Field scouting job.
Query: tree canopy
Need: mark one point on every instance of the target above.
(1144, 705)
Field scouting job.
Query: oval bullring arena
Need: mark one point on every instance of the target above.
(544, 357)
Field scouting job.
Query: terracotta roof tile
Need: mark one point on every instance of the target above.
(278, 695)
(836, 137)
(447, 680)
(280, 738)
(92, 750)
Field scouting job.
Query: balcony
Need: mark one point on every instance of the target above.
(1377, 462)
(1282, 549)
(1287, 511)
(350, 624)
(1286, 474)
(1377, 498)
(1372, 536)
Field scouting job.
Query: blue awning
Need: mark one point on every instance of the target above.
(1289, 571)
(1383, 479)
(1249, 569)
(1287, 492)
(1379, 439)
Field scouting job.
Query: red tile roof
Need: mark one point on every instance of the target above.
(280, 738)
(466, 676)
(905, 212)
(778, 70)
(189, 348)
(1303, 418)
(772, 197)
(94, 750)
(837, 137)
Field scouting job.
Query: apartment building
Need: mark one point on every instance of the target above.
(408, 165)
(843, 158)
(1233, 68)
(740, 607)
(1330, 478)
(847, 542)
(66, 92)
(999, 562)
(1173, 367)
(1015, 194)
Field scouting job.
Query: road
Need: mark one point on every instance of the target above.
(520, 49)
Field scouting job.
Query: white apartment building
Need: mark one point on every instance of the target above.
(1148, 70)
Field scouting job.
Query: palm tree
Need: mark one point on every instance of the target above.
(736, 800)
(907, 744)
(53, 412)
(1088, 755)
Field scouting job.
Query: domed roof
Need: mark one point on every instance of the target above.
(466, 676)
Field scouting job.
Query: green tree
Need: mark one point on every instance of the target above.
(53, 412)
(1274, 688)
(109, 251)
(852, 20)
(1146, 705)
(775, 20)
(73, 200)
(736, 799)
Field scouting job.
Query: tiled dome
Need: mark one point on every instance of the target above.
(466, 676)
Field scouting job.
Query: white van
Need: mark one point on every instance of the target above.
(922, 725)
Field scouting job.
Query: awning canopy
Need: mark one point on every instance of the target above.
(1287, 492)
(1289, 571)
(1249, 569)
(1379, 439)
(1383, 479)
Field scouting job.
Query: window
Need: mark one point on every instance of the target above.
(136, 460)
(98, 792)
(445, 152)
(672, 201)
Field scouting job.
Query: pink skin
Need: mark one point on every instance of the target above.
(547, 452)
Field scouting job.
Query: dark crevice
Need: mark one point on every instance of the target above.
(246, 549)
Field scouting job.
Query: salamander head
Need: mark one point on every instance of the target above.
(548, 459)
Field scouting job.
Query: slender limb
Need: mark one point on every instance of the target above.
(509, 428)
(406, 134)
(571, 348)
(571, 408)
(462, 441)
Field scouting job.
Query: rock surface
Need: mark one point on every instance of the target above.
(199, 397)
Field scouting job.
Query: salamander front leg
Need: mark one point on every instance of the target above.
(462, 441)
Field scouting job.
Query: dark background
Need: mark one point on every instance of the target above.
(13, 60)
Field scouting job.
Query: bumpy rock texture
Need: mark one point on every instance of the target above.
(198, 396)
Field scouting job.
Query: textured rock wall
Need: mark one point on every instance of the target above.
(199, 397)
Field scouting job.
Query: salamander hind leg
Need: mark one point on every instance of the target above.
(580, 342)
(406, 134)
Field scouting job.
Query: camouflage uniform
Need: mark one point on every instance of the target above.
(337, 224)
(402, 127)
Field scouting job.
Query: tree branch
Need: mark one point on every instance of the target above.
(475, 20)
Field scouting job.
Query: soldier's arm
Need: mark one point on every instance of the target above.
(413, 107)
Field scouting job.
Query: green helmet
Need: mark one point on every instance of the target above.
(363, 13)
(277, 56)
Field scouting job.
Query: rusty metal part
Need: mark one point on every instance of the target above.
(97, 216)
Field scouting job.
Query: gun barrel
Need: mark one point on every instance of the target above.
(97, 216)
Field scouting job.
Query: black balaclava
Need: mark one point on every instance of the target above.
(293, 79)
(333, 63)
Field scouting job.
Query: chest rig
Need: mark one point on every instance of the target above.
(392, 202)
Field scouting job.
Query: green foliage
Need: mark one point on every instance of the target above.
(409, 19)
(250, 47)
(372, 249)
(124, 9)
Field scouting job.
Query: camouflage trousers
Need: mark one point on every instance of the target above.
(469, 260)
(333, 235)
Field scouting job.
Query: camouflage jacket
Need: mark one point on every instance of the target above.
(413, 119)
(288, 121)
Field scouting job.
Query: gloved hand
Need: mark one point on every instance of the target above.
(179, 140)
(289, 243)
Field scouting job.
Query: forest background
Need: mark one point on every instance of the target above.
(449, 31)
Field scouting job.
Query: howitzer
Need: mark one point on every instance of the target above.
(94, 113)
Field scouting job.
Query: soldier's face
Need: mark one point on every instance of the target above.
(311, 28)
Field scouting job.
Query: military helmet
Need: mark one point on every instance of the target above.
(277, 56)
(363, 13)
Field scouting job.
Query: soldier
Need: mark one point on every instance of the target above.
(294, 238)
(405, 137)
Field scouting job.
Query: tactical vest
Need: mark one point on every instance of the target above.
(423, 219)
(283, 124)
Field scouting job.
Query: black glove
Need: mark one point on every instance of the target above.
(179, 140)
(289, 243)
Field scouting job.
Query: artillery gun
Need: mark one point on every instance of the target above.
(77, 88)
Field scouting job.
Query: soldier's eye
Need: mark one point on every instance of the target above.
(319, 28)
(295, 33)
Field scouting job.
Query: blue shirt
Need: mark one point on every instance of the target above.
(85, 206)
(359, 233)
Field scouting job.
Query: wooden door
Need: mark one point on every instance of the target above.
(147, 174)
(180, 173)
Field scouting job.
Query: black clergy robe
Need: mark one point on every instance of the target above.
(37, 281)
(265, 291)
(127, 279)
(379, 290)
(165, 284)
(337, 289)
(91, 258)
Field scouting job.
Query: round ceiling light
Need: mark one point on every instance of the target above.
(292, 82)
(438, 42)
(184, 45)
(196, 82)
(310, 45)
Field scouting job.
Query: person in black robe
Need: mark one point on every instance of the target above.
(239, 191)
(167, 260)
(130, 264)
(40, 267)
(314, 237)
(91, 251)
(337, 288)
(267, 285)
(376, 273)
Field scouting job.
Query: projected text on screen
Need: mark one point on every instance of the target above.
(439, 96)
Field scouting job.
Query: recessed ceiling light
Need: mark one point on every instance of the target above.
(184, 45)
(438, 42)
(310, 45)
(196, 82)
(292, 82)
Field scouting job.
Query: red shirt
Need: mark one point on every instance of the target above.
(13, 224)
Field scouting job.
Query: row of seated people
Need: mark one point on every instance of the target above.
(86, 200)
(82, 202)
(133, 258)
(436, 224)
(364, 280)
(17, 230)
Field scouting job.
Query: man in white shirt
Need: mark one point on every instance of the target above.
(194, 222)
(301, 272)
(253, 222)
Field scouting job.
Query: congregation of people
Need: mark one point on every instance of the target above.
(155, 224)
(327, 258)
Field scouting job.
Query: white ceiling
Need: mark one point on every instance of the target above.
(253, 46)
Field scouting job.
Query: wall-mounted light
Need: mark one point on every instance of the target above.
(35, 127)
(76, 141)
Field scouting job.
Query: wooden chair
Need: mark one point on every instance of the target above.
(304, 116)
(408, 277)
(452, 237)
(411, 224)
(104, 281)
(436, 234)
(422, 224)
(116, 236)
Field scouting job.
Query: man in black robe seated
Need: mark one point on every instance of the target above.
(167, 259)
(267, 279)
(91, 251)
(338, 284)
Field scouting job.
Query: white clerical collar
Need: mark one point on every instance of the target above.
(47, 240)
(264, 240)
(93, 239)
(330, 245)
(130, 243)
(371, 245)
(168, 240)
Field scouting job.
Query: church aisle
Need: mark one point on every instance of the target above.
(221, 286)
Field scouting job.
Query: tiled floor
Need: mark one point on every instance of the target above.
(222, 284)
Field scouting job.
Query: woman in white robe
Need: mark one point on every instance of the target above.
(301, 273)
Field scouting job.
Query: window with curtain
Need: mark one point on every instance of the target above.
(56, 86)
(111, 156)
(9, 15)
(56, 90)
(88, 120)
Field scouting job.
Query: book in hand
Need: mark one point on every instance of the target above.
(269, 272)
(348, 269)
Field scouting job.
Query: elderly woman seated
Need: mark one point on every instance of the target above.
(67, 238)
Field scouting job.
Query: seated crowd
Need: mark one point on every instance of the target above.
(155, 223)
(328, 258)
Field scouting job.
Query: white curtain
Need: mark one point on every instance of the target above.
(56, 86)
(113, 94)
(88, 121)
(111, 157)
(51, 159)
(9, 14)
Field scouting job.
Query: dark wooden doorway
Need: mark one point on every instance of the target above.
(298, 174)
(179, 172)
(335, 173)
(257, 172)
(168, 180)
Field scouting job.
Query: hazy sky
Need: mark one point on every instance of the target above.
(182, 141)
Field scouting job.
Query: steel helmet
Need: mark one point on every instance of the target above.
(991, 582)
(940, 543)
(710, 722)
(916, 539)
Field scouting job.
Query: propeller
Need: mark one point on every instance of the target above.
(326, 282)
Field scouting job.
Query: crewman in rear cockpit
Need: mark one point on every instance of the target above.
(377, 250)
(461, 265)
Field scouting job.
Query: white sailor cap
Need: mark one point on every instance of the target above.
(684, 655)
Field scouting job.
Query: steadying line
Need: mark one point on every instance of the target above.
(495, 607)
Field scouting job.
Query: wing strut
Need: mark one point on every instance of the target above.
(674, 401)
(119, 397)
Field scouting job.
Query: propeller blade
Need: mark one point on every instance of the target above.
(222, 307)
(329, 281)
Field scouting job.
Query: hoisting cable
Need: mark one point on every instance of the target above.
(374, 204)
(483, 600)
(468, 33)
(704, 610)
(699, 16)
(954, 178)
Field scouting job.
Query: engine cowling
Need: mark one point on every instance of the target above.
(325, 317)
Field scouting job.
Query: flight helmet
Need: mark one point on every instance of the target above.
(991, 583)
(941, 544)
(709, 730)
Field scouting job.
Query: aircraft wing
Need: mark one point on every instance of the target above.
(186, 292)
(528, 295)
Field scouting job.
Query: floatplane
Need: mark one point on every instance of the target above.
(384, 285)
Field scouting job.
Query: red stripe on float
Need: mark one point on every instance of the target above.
※ ※ ※
__EXERCISE BRIEF__
Count the lines in the entries above that contain "salamander". Reply with only the number.

__THE RESULT__
3